_EXERCISE REQUIREMENTS:_ Write the next part of the forum thread below about the 7-pound trout caught and released in Choctawhatchee Bay, picking up after its final line.

_SELECTION:_
(begin)
# Beast Trout



## jryno (Nov 8, 2007)

7 lbs 7 oz. Caught and released in Choctawhatchee Bay.


----------



## Chris V (Oct 18, 2007)

That's a beaut! How long was that fish?


----------



## jryno (Nov 8, 2007)

30 inches!


----------



## fishn4fun (May 11, 2008)

Dang that's a bug trout


----------



## Jason (Oct 2, 2007)

That's a big ole critter!!! way ta go!!!


----------



## Dynamic (Oct 3, 2007)

Congrats on such a nice fish!!!!.....Glad you let her go too!!


----------



## barefoot (Nov 3, 2011)

Wow..good fish, what did she eat?


----------



## Scottie531 (Aug 7, 2011)

What a trout. Nice!


----------



## Redtracker (Dec 28, 2011)

Outstanding


----------



## kanaka (Oct 3, 2007)

Great fish!!!!!


----------



## Tobiwan (Apr 27, 2012)

Holy wow!


----------



## dabutcher (Apr 19, 2008)

Congrats on a great fish and more congrats on the release.


----------



## jryno (Nov 8, 2007)

My son caught her on a Mirrodine. He had seen her a couple of days prior to catching her but she had seen him first. This time he was way more stealthy and snuck up on the area. She was patrolling an area between two docks.


----------



## 16983 (Sep 12, 2011)

Nicely done, thats a great fish.


----------



## brandonf13 (Oct 2, 2007)

Nice fish!


----------



## still flippen (Oct 6, 2007)

That is such a STUD fish!! Even harder to catch on an artificial. Great job on the release too :thumbsup:


----------



## redeyes (Jan 14, 2008)

Great catch, I'll bet she was full of eggs. Thanks for the release. Not sure if I could have done it, she probably would have ended up on my wall.


----------



## Foulhook (Apr 26, 2010)

Wow! That is a monster especially for Choctawhatchee Bay.


----------



## MJW (Sep 17, 2011)

Great to see that.....gives me hope!!!


----------



## jryno (Nov 8, 2007)
(end)
_INFORMATION GIVEN:_
(begin)
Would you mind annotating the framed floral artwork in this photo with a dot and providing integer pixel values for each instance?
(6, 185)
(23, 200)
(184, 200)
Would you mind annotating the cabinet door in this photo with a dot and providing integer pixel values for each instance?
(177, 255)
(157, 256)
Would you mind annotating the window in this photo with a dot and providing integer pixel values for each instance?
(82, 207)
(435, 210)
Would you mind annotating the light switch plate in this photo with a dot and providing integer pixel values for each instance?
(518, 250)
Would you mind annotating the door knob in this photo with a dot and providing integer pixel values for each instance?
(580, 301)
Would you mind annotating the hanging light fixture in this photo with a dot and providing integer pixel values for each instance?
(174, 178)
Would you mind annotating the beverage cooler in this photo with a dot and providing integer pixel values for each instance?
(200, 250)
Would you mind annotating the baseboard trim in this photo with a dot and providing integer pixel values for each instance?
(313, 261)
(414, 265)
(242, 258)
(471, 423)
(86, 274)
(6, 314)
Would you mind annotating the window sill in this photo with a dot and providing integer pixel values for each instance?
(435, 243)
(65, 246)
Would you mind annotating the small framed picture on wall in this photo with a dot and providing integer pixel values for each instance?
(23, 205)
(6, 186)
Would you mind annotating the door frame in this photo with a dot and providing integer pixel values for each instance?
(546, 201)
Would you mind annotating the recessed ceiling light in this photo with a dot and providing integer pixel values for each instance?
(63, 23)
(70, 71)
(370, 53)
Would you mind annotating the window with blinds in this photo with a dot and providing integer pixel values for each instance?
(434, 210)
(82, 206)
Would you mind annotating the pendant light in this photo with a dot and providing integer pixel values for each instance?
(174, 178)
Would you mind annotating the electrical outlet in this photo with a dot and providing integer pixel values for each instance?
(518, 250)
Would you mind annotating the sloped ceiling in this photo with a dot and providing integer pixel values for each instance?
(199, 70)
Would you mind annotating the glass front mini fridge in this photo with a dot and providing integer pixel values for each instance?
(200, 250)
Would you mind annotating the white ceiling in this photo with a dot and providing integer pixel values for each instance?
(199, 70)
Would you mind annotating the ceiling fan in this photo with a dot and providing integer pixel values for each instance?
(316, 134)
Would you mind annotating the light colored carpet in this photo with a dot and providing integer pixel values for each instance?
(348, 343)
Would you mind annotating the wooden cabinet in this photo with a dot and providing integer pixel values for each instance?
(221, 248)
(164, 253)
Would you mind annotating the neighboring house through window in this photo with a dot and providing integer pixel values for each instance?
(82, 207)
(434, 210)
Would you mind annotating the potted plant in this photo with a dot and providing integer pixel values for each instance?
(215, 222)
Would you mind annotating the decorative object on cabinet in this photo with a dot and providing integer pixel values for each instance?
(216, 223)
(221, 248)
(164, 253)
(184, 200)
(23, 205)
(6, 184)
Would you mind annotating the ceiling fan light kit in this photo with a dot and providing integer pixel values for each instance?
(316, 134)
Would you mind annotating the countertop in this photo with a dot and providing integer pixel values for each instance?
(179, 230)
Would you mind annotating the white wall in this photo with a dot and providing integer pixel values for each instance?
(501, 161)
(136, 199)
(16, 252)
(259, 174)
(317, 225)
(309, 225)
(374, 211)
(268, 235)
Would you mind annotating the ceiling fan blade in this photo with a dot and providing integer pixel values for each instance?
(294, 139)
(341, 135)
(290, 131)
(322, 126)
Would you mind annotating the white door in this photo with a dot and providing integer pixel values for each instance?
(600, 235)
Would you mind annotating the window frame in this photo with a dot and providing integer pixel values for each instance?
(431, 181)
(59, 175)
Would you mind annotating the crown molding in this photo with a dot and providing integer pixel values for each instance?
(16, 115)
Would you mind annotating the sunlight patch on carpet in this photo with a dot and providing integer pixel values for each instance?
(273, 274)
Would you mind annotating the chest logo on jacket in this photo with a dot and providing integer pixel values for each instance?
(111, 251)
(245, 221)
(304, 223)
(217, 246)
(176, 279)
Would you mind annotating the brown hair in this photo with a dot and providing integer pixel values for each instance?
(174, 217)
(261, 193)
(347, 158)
(end)
_EXERCISE RESULT:_
One of those pictures is supposed to be on the Chevy Insider Fishing Report!


----------



## cablechris (May 3, 2011)

barefoot said:


> Wow..good fish, what did she eat?



A cow... That thing is huge.


----------



## TheLooney1 (Jul 2, 2009)

I recognize this area :whistling:. I have been fishing this stretch since I was riding bikes and still fish this area quite frequently. Good fishing right here. But I can say I have never caught a trout this big down there...Nice Fish!


----------



## jryno (Nov 8, 2007)

Yep, probably one of the best trout areas in FWB.


----------



## TheLooney1 (Jul 2, 2009)

jryno said:


> Yep, probably one of the best trout areas in FWB.


No doubt about that. I always catch fish out there.


----------



## Spoolin Up (May 3, 2011)

Awesome speck!


----------



## captgryno (Mar 12, 2008)

Awesome catch! The fact that he released this fish is what is most amazing! Caught on an artificial and then released to fight another day, that is what defines a true sportsman! Great job JR!! And for bringing him up right, great job to you as well Jeff.


----------



## Amarillo Palmira (Jan 2, 2010)

What a fish! Perfect for the wall.... 

Congrats on the C&R!


----------



## bigrick (Sep 29, 2010)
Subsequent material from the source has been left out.